[Stated exercise] Copy the listing below word for word, from the line containing "Locate the person in dark" down to the line containing "Locate the sparse", including both of those lines.

Dataset rows showing where objects appear:
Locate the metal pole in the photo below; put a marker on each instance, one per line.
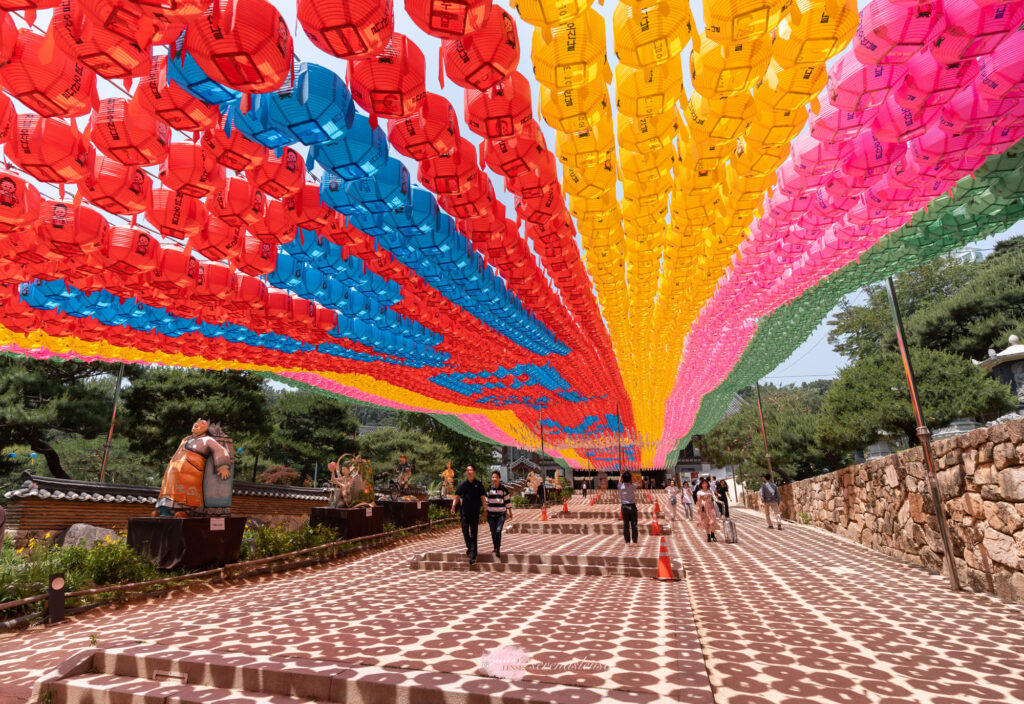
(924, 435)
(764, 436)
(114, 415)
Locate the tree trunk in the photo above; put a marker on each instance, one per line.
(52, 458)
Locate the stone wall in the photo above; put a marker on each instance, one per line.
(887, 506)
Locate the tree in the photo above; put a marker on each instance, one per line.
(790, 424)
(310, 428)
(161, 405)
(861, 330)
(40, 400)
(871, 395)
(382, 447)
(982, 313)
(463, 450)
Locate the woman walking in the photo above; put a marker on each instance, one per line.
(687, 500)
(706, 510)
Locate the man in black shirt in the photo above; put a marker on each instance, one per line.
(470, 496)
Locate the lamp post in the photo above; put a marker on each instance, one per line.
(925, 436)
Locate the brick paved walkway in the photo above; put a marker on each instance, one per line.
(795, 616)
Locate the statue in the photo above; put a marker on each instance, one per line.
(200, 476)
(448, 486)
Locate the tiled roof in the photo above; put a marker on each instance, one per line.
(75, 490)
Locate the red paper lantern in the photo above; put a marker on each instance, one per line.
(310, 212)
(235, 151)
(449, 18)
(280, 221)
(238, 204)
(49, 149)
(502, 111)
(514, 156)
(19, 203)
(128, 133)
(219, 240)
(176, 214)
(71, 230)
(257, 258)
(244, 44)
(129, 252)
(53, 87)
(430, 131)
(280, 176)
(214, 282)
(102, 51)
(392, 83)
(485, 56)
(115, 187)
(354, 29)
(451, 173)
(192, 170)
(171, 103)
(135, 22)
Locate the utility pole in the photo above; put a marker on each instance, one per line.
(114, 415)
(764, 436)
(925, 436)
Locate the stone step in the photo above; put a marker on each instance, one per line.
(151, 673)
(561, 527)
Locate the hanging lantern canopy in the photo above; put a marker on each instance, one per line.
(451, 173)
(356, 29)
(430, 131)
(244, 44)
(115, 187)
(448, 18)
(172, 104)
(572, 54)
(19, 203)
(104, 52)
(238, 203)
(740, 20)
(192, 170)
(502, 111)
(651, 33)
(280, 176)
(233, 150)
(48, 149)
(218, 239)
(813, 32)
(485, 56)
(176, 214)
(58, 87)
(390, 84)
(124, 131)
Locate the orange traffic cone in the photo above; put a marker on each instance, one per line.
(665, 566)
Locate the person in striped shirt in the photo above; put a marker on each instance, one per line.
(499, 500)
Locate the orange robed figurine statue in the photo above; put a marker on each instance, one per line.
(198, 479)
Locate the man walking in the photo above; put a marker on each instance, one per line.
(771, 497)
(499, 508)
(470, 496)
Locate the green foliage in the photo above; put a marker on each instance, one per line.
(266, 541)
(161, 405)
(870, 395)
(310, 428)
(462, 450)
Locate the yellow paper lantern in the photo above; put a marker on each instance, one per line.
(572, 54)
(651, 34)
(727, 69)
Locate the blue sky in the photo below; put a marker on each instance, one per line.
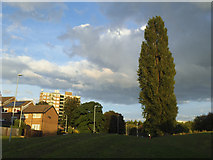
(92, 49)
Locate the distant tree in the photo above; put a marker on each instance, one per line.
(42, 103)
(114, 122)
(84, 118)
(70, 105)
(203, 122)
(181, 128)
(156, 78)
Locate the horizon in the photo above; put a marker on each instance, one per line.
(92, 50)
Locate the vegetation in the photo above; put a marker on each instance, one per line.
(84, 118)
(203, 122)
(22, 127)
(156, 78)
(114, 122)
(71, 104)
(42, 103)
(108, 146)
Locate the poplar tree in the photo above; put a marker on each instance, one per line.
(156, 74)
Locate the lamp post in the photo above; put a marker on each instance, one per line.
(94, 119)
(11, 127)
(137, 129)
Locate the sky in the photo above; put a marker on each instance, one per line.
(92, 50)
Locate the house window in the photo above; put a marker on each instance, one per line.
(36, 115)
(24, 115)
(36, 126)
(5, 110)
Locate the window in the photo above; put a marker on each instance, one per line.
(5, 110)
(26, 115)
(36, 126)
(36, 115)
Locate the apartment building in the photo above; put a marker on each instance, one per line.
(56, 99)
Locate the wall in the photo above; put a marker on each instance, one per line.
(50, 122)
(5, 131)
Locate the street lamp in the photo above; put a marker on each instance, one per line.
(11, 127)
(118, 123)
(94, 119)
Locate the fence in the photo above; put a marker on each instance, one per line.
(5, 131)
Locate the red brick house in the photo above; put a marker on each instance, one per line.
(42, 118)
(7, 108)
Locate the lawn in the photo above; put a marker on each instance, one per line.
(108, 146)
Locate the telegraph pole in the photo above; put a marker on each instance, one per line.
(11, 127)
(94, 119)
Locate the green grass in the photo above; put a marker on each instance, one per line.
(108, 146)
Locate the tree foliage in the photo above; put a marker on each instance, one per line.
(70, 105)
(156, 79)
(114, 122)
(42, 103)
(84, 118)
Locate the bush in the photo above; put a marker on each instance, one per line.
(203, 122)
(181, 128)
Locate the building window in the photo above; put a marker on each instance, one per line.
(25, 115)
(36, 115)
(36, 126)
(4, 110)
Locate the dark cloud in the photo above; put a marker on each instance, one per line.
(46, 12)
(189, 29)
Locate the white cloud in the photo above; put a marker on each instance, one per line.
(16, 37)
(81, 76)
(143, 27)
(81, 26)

---

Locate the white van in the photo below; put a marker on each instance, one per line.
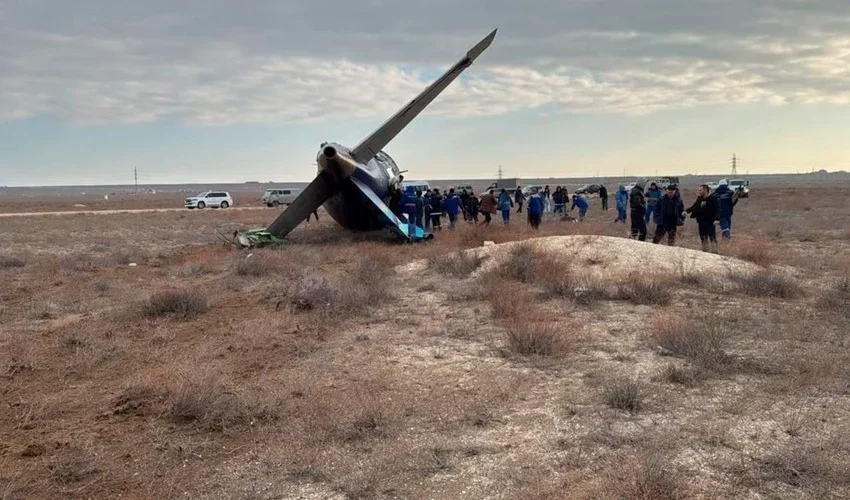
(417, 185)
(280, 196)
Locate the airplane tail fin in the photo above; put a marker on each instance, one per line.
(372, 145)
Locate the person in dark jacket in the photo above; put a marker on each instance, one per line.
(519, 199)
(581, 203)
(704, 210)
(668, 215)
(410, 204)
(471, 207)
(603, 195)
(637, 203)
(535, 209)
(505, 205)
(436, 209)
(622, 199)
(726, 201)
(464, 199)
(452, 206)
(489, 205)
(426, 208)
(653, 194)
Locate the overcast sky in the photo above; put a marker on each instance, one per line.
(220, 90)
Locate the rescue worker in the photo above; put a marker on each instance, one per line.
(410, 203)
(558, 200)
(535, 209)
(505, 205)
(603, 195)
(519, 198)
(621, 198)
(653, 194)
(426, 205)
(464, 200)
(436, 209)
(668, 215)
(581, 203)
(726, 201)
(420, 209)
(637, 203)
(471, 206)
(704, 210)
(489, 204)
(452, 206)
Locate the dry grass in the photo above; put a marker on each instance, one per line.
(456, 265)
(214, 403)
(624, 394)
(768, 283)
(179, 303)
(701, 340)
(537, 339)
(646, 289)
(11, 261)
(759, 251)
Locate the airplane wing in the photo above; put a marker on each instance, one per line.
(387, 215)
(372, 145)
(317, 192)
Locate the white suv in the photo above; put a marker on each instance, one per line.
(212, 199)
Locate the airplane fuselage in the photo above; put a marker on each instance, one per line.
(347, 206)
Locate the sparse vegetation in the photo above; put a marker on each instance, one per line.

[Reply to the task]
Locate the person in dark jacket in the photo above; put a marker on each instance, one per line.
(519, 199)
(581, 203)
(704, 210)
(668, 215)
(410, 204)
(471, 207)
(603, 195)
(637, 203)
(535, 209)
(505, 205)
(436, 209)
(622, 199)
(726, 201)
(464, 199)
(452, 206)
(489, 205)
(426, 208)
(653, 194)
Locate the overcast sky in the photo above; put a marker on each instance, one per line.
(220, 90)
Locate the rescue worker in the photo above; put a marker on each instance, one per line.
(410, 203)
(558, 200)
(535, 209)
(505, 205)
(603, 195)
(519, 198)
(621, 198)
(653, 194)
(426, 205)
(464, 200)
(436, 209)
(668, 215)
(581, 203)
(726, 201)
(420, 209)
(637, 203)
(471, 206)
(704, 210)
(489, 204)
(452, 206)
Locate the dry grass in the photo above; put a marker on each instance, one per line.
(456, 265)
(214, 403)
(624, 394)
(768, 283)
(179, 303)
(701, 340)
(537, 339)
(646, 289)
(11, 261)
(759, 251)
Locate the airplane wing in the photo above; put a marker on each instance, one per line.
(387, 215)
(372, 145)
(317, 192)
Locate the white suv in the photo above; put a marker on each instance, one per line.
(212, 199)
Locate the airplane fuselage in the photo above; put a marker on each instance, one per line.
(347, 206)
Locate the sparse vegetation in the photo above; put a marker on each instance, one per line.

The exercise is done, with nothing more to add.